[Stored data entries]
=-=-=-=-=
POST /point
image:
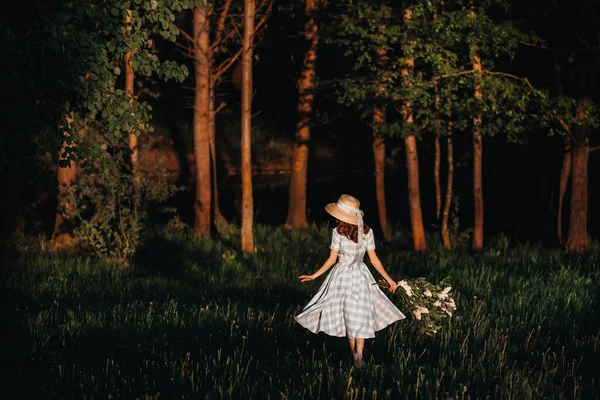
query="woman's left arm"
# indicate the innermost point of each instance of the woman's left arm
(379, 267)
(328, 264)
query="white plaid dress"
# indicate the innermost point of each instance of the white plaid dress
(349, 302)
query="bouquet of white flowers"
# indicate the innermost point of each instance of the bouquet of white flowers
(429, 304)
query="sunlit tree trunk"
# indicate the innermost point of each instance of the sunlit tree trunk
(296, 216)
(448, 201)
(379, 156)
(202, 204)
(213, 153)
(63, 234)
(436, 177)
(247, 199)
(477, 157)
(129, 80)
(412, 162)
(578, 235)
(565, 172)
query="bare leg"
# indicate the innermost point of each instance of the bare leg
(360, 345)
(352, 344)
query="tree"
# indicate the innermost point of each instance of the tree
(477, 152)
(66, 174)
(296, 216)
(85, 45)
(379, 147)
(202, 67)
(247, 198)
(129, 81)
(410, 145)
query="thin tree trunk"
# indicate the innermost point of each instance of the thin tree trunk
(436, 178)
(202, 205)
(379, 154)
(63, 233)
(445, 214)
(129, 80)
(565, 172)
(296, 216)
(578, 235)
(578, 217)
(213, 153)
(412, 162)
(477, 158)
(247, 200)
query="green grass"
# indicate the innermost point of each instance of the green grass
(196, 319)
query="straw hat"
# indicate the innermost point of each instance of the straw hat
(338, 212)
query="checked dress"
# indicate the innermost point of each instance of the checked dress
(349, 303)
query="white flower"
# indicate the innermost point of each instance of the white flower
(406, 288)
(420, 310)
(451, 304)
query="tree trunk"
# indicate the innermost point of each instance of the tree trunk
(436, 178)
(306, 87)
(213, 153)
(129, 80)
(477, 158)
(565, 172)
(379, 154)
(445, 214)
(63, 234)
(247, 200)
(412, 162)
(578, 235)
(202, 204)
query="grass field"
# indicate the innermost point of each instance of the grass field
(196, 319)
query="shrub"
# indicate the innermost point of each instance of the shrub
(110, 204)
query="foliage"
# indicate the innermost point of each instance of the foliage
(441, 38)
(110, 206)
(429, 304)
(198, 319)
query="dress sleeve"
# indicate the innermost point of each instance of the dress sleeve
(370, 240)
(335, 241)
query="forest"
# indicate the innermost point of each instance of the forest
(166, 165)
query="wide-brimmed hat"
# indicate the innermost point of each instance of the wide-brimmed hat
(345, 209)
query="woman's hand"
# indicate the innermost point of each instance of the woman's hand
(306, 278)
(393, 286)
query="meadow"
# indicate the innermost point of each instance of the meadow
(194, 318)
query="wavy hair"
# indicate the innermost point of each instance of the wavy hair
(349, 231)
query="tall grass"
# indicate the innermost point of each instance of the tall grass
(197, 319)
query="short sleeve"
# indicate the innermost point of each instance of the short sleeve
(335, 241)
(370, 238)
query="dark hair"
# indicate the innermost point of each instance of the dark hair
(349, 231)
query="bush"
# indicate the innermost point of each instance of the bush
(110, 204)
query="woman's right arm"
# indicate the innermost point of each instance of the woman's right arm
(328, 264)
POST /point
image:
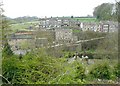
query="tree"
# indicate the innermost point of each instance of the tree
(103, 11)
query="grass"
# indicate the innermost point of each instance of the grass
(86, 19)
(23, 26)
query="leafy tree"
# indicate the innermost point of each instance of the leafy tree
(103, 11)
(7, 52)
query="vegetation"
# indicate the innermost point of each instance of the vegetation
(106, 11)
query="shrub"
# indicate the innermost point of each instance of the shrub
(80, 72)
(101, 71)
(117, 70)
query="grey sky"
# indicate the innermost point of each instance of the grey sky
(42, 8)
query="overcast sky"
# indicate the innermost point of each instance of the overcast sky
(42, 8)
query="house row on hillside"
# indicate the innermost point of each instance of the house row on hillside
(58, 22)
(50, 23)
(38, 40)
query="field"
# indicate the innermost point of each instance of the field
(86, 19)
(23, 26)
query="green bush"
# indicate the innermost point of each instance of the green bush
(101, 71)
(80, 72)
(117, 70)
(31, 69)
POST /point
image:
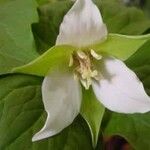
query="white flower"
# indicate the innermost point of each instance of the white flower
(114, 84)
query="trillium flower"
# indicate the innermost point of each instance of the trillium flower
(114, 84)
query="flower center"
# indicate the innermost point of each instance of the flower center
(84, 68)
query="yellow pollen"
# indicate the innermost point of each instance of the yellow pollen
(84, 69)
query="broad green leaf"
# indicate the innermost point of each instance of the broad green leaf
(54, 57)
(22, 115)
(116, 45)
(134, 128)
(121, 46)
(92, 111)
(122, 20)
(16, 40)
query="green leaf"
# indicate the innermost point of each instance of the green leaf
(16, 40)
(22, 115)
(134, 128)
(55, 57)
(122, 20)
(51, 16)
(92, 111)
(121, 46)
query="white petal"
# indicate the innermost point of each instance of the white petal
(62, 99)
(82, 25)
(120, 90)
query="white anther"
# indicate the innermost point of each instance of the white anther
(95, 55)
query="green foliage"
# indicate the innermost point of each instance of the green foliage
(22, 115)
(57, 56)
(121, 46)
(16, 40)
(21, 108)
(135, 128)
(92, 111)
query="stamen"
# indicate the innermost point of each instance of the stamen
(71, 61)
(95, 55)
(84, 69)
(81, 54)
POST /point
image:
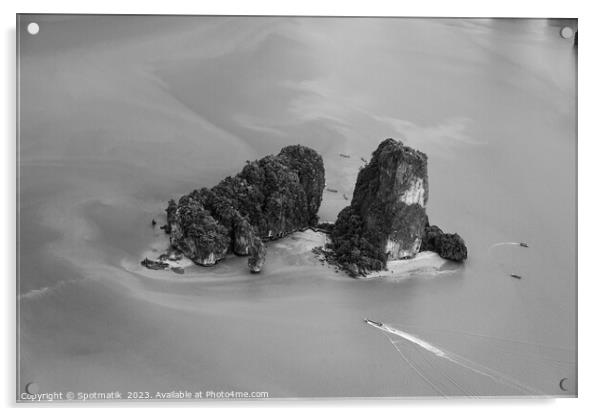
=-=-=-=-=
▸ AIM OF THE EXERCISE
Reproduce the lines above exactly, image-free.

▸ RESULT FOR THIS EXERCISE
POST /point
image:
query="woman's left arm"
# indicate the innermost point of each instance of the woman's left arm
(379, 267)
(328, 264)
query="white plaid dress"
# indicate the innermost point of each instance of the white plaid dress
(349, 302)
query="bouquet of white flowers"
# indicate the innermost point of each instance of the bouquet of white flowers
(429, 304)
query="sunlit tree trunk"
# indicate the innermost point of each instance of the sunlit tree trunk
(296, 216)
(448, 201)
(379, 156)
(202, 204)
(213, 153)
(63, 234)
(436, 177)
(247, 199)
(477, 157)
(129, 80)
(412, 162)
(578, 235)
(565, 172)
query="bare leg"
# indicate the innermost point of each instance of the bare leg
(360, 345)
(352, 344)
query="tree"
# indicate the innermost point of each instance of the tree
(477, 152)
(66, 174)
(296, 216)
(85, 45)
(379, 147)
(202, 67)
(247, 198)
(129, 81)
(410, 145)
query="thin tree trunk"
# indicate the innermost point of each instance of the thin tree trunk
(436, 178)
(202, 205)
(379, 154)
(63, 233)
(445, 214)
(129, 80)
(565, 172)
(296, 216)
(578, 235)
(578, 217)
(213, 153)
(412, 162)
(477, 158)
(247, 200)
query="green grass"
# indicate the innermost point of each instance of the green grass
(196, 319)
query="straw hat"
# indicate the innermost point of each instance of the straw hat
(338, 212)
query="checked dress"
# indicate the innermost point of each instance of the checked dress
(349, 303)
query="white flower"
# indicate the innermost point of each instance of the white flower
(406, 288)
(420, 310)
(451, 304)
query="tree trunk"
# indicate the innermost point of each instance of the tree trunk
(436, 178)
(306, 87)
(213, 153)
(129, 80)
(477, 158)
(565, 172)
(379, 154)
(445, 214)
(63, 234)
(247, 200)
(412, 162)
(578, 235)
(202, 204)
query="grass field"
# indicate the innermost point of each instance of the grass field
(196, 319)
query="shrub"
# indicate the innermost point of each instance of the shrub
(110, 204)
query="foliage"
# indicate the innermost point of each instance of the foliage
(441, 38)
(110, 206)
(429, 304)
(198, 319)
query="dress sleeve"
# indicate the innermost point of each instance of the dress sleeve
(370, 240)
(335, 241)
query="forest"
# indicate the innermost point of each instance of the forest
(166, 165)
query="wide-brimmed hat"
# indicate the innermost point of each instance of the wide-brimmed hat
(345, 209)
query="woman's hand"
# indicate the innermost point of each instance of the woman's hand
(306, 278)
(393, 286)
query="meadow"
# indicate the innermost point of each instance of the meadow
(194, 318)
query="wavy hair"
# indicate the innermost point of each instance of the wavy hair
(349, 231)
query="tall grass"
# indicate the innermost point of each instance of the tall grass
(197, 319)
query="short sleeve"
# indicate the innermost point of each instance of the short sleeve
(335, 241)
(370, 238)
query="dark hair"
# indicate the innermost point of each instance of the dark hair
(349, 231)
query="bush"
# indicate the innermost point of each instance of the bush
(110, 204)
query="woman's right arm"
# indicate the innermost point of each instance of the woman's right arm
(328, 264)
POST /point
image:
query="tree"
# indicate the innermost point of each instance of the tree
(103, 11)
query="grass"
# indicate the innermost point of each instance of the grass
(86, 19)
(23, 26)
query="leafy tree"
# indicate the innermost point of each instance of the leafy tree
(103, 11)
(7, 52)
query="vegetation"
# indicate the innermost point of each instance of the vegetation
(106, 11)
query="shrub"
# indicate the innermost point of each instance of the shrub
(80, 72)
(101, 71)
(117, 70)
query="grey sky"
# indicate the innermost point of each instance of the grey sky
(42, 8)
query="overcast sky"
# indicate the innermost point of each instance of the overcast sky
(42, 8)
query="house row on hillside"
# indicate the innermost point of each instance of the house row on hillside
(58, 22)
(50, 23)
(38, 40)
query="field"
# indicate the innermost point of each instance of the field
(86, 19)
(23, 26)
query="green bush"
# indicate the innermost point of each instance of the green bush
(101, 71)
(80, 72)
(117, 70)
(31, 69)
POST /point
image:
query="white flower"
# indicate the innermost point of each instance of the white flower
(114, 84)
query="trillium flower"
# indicate the innermost point of each instance of the trillium flower
(114, 84)
query="flower center"
# indicate the innermost point of each instance of the flower center
(84, 68)
query="yellow pollen"
# indicate the innermost point of each instance of the yellow pollen
(84, 69)
query="broad green leaf"
# indicate the innermost point of each instance of the broad green leaf
(54, 57)
(22, 115)
(116, 45)
(134, 128)
(121, 46)
(92, 111)
(122, 20)
(16, 40)
query="green leaf"
# indicate the innermost point of each instance of the green leaf
(16, 40)
(22, 115)
(134, 128)
(55, 57)
(122, 20)
(51, 16)
(92, 111)
(121, 46)
query="white petal"
# indicate the innermost point of each instance of the white petal
(62, 99)
(82, 25)
(120, 90)
query="white anther"
# indicate the innermost point of each instance of the white anther
(95, 55)
query="green foliage"
# indicate the innermost point of each instance of the green foliage
(22, 115)
(57, 56)
(121, 46)
(16, 40)
(21, 108)
(135, 128)
(92, 111)
query="stamen"
# indicate the innermost point of each instance of the stamen
(71, 61)
(95, 55)
(84, 69)
(81, 54)
POST /point
image:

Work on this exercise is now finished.